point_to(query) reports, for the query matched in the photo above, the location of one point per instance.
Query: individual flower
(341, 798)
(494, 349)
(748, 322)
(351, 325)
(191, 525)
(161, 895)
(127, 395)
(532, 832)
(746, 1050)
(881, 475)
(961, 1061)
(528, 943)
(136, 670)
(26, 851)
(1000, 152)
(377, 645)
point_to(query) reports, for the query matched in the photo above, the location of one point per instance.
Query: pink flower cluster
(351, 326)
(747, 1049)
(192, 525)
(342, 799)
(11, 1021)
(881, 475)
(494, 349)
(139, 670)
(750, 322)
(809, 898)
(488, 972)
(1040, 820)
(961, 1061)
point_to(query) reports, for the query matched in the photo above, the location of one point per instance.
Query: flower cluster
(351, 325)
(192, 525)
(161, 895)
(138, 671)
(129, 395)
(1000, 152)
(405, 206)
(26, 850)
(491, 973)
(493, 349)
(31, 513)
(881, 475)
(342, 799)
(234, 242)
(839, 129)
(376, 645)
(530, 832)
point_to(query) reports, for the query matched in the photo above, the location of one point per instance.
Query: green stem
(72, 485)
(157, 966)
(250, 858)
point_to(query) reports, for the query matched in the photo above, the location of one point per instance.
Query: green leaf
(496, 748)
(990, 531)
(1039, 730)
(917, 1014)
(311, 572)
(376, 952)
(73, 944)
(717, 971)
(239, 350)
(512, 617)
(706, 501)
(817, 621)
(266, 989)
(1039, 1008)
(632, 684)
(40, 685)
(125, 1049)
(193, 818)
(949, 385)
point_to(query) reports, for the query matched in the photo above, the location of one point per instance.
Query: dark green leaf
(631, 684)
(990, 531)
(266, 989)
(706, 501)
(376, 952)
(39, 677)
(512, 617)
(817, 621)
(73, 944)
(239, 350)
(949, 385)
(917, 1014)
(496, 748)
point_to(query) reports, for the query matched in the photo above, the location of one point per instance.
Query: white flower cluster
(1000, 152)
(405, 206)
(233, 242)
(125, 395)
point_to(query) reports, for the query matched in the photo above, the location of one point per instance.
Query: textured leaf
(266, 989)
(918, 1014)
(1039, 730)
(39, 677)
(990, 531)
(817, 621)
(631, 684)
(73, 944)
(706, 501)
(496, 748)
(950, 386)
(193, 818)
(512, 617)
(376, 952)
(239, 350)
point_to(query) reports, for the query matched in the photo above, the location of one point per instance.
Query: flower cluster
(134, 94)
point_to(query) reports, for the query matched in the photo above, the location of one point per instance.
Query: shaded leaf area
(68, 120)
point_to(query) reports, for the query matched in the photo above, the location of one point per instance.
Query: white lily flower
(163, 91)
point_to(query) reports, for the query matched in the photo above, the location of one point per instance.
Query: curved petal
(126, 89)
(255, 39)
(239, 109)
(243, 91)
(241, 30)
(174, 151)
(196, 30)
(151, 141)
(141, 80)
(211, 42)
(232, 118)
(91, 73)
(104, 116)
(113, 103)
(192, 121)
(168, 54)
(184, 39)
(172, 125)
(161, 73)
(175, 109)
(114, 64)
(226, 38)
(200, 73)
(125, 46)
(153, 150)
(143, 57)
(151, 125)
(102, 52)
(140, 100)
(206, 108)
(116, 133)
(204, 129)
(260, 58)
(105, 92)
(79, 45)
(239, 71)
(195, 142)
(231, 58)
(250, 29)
━━━━━━━━━━━━━━━━━━━━━━━━━━━━━━
Repeat the whole listing exactly, keeping every line intact.

# Right answer
point_to(query) reports, for the query matched in the photo above, the location of one point per instance.
Query: individual flower
(341, 798)
(494, 349)
(748, 322)
(351, 325)
(191, 525)
(161, 895)
(127, 395)
(532, 832)
(746, 1050)
(881, 475)
(961, 1061)
(528, 943)
(136, 670)
(26, 851)
(1000, 152)
(377, 645)
point_to(query) reports, for the query matched in the photo above, the location of one point per instance.
Query: pink flower cluster
(351, 326)
(747, 1049)
(192, 525)
(342, 799)
(11, 1021)
(881, 475)
(494, 349)
(139, 670)
(750, 322)
(809, 898)
(488, 972)
(1040, 820)
(961, 1061)
point_to(query) reports, for the query matched in the photo above, the location of one point per instance.
Query: flower cluster
(351, 325)
(192, 525)
(161, 895)
(138, 671)
(129, 395)
(1000, 152)
(405, 206)
(26, 850)
(491, 973)
(493, 349)
(31, 513)
(881, 475)
(342, 799)
(234, 242)
(839, 129)
(376, 645)
(530, 832)
point_to(query) reports, for the query matched in the photo above, the location of one point per instance.
Query: green stem
(72, 485)
(157, 966)
(250, 858)
point_to(query) reports, for the query matched in the photo above, the location of one point per instance.
Query: green leaf
(496, 748)
(990, 531)
(1039, 730)
(917, 1014)
(311, 572)
(376, 952)
(73, 944)
(717, 971)
(239, 350)
(512, 617)
(706, 501)
(817, 621)
(266, 989)
(1039, 1008)
(632, 684)
(40, 685)
(125, 1049)
(193, 818)
(949, 385)
point_to(query) reports, for the query matched in the photo above, the location of one point per instance.
Query: dark green leaf
(631, 684)
(990, 531)
(266, 989)
(706, 501)
(376, 952)
(39, 677)
(512, 617)
(817, 621)
(73, 944)
(239, 350)
(949, 385)
(917, 1014)
(496, 748)
point_to(query) reports, for the query matched in the photo above, the location of one point per instance.
Query: white flower cluster
(1000, 152)
(405, 206)
(233, 242)
(125, 395)
point_to(query) reports, for the query matched in the photo above, the location of one point per instance.
Query: textured leaf
(266, 989)
(918, 1014)
(1039, 730)
(39, 677)
(990, 531)
(817, 621)
(631, 684)
(73, 944)
(706, 501)
(496, 748)
(950, 386)
(193, 818)
(512, 617)
(376, 952)
(239, 350)
point_to(query) reports, for the query matched in the photo above, the location of one point per instance.
Query: flower cluster
(134, 94)
point_to(query) reports, for the query matched in the photo above, the location of one point per instance.
Query: shaded leaf area
(68, 120)
point_to(query) reports, for the query matched in the photo above, the location of one point per instance.
Query: white lily flower
(163, 91)
point_to(query) reports, for the query matched in the photo above, the location of one point per instance.
Query: curved petal
(126, 89)
(255, 39)
(239, 109)
(243, 91)
(241, 30)
(174, 151)
(196, 30)
(151, 141)
(141, 80)
(211, 42)
(232, 118)
(91, 73)
(104, 116)
(113, 103)
(192, 121)
(168, 54)
(184, 39)
(172, 125)
(161, 73)
(175, 109)
(114, 64)
(226, 38)
(200, 73)
(125, 46)
(153, 150)
(143, 57)
(151, 125)
(102, 52)
(140, 100)
(206, 108)
(116, 133)
(204, 129)
(260, 58)
(105, 92)
(79, 45)
(239, 71)
(195, 142)
(231, 58)
(250, 29)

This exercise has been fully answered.